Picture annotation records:

────────

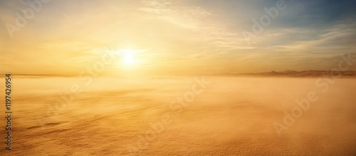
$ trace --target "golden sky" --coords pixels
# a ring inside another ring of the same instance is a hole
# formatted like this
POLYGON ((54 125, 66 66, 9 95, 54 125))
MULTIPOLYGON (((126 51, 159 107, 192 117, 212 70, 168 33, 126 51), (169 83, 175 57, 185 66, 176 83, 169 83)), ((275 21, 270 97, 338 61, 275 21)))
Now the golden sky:
POLYGON ((109 54, 103 75, 330 70, 355 58, 354 2, 283 1, 1 1, 0 71, 78 75, 109 54))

────────

* **AIM**
Print every line of the material above word for word, and leave out the pictures.

* **CORRECT RESPONSE**
$ trace --target "golden sky" --coords pixels
# a ring inside another ring of the same instance is a hole
# formatted like this
POLYGON ((54 125, 66 66, 9 95, 54 125))
MULTIPOLYGON (((126 51, 159 107, 192 117, 212 70, 168 33, 126 51), (169 83, 175 57, 185 66, 176 83, 169 83)), ((275 21, 270 97, 338 61, 275 21)))
Now the golden sky:
POLYGON ((109 54, 103 75, 330 70, 355 58, 354 2, 283 1, 1 1, 0 71, 78 75, 109 54))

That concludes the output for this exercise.